**Extracted data:**
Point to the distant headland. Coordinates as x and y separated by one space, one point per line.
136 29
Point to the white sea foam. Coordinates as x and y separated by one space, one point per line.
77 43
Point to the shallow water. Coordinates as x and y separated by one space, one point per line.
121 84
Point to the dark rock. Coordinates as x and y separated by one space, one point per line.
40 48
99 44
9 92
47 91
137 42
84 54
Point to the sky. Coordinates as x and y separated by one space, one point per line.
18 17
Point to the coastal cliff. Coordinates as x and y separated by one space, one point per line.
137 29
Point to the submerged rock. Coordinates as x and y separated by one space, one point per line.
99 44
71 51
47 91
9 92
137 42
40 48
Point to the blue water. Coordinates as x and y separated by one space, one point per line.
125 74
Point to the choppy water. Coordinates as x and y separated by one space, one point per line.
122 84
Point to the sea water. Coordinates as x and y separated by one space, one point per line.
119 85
...
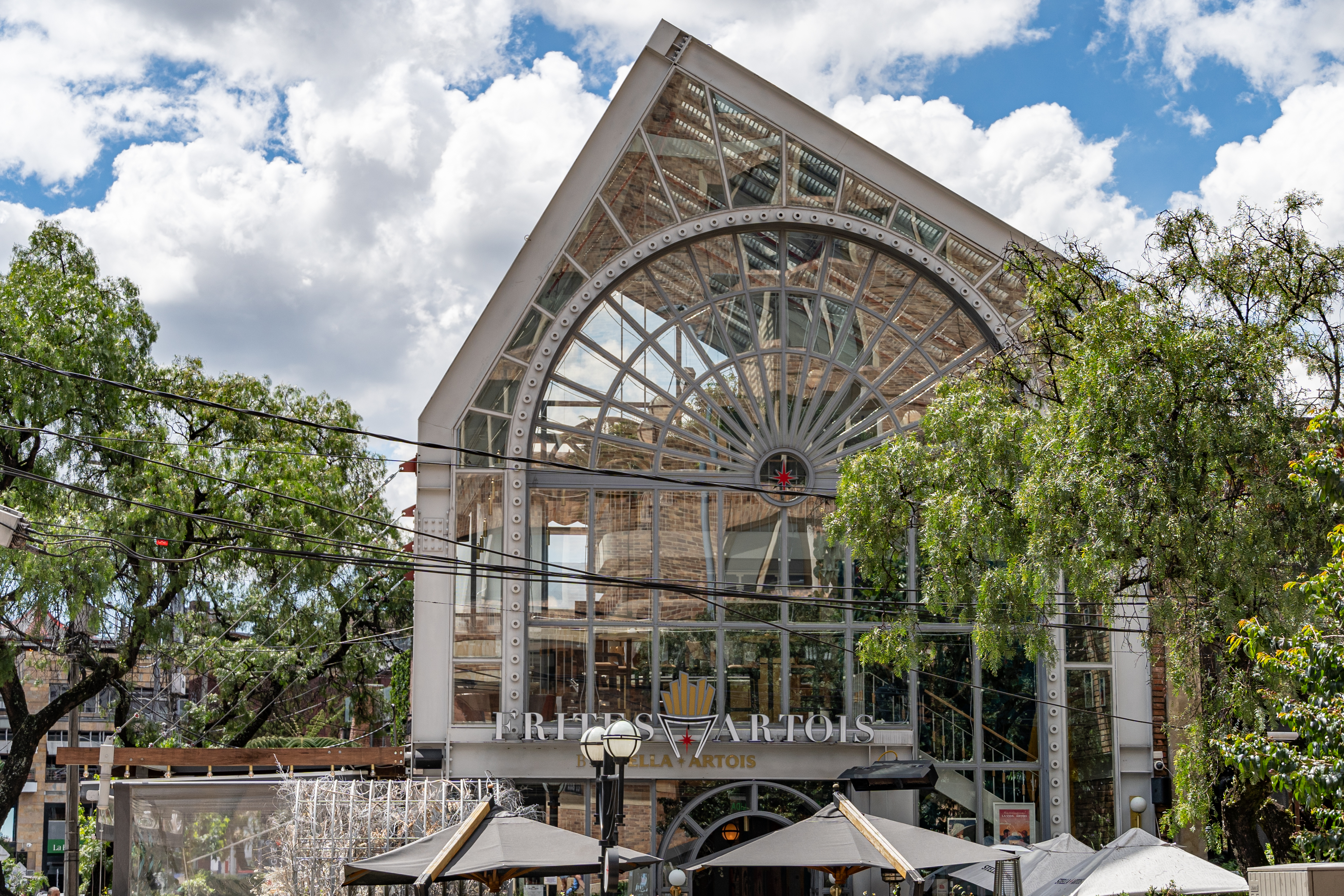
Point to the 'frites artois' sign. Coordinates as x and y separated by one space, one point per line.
...
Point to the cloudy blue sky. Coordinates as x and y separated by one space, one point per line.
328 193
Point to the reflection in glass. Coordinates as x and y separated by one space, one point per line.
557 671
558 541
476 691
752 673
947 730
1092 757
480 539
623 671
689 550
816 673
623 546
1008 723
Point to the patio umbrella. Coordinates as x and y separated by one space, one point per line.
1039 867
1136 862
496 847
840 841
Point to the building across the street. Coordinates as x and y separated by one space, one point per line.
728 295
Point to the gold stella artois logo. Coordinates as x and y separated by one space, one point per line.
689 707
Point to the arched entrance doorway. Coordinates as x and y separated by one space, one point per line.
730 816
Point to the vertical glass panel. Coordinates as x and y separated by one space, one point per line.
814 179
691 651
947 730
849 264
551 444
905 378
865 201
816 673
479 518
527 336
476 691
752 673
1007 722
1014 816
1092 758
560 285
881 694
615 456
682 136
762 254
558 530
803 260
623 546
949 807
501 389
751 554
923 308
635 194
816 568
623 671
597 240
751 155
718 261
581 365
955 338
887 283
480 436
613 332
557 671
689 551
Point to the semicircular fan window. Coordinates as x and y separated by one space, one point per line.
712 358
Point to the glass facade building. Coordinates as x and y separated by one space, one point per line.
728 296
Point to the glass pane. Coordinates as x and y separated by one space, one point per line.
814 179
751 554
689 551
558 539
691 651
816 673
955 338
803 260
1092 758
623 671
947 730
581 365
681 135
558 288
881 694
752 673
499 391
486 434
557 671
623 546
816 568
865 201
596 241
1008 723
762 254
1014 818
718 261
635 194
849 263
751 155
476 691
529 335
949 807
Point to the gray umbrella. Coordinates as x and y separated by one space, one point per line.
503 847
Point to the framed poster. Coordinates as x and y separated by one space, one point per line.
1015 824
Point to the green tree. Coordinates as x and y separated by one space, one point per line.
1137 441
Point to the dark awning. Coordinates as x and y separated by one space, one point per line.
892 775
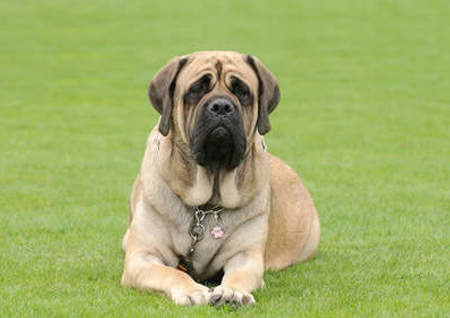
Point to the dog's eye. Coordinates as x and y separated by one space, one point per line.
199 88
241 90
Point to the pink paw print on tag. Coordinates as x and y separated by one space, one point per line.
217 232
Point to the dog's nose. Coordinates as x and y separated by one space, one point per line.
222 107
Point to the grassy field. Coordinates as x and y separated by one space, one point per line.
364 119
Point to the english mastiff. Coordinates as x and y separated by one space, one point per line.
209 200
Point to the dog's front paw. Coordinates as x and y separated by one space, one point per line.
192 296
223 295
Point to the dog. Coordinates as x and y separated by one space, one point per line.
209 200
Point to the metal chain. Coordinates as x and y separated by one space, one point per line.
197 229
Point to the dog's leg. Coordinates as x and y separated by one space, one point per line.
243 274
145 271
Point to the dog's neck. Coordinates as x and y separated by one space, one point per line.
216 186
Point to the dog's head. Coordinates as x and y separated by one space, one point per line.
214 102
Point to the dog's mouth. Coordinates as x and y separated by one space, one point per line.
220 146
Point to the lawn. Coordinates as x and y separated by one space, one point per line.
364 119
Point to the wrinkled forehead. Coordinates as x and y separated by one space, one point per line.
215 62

**Task to complete:** Which lines in the material above contain the word "artois"? Pull out each of them unchanged.

**Result of the task:**
Point to the 'frites artois' sign. Coordinates as x and y separated by one space, one point per line.
Point to the gold stella artois logo. Coordinates as x and y separated by one space, one point per line.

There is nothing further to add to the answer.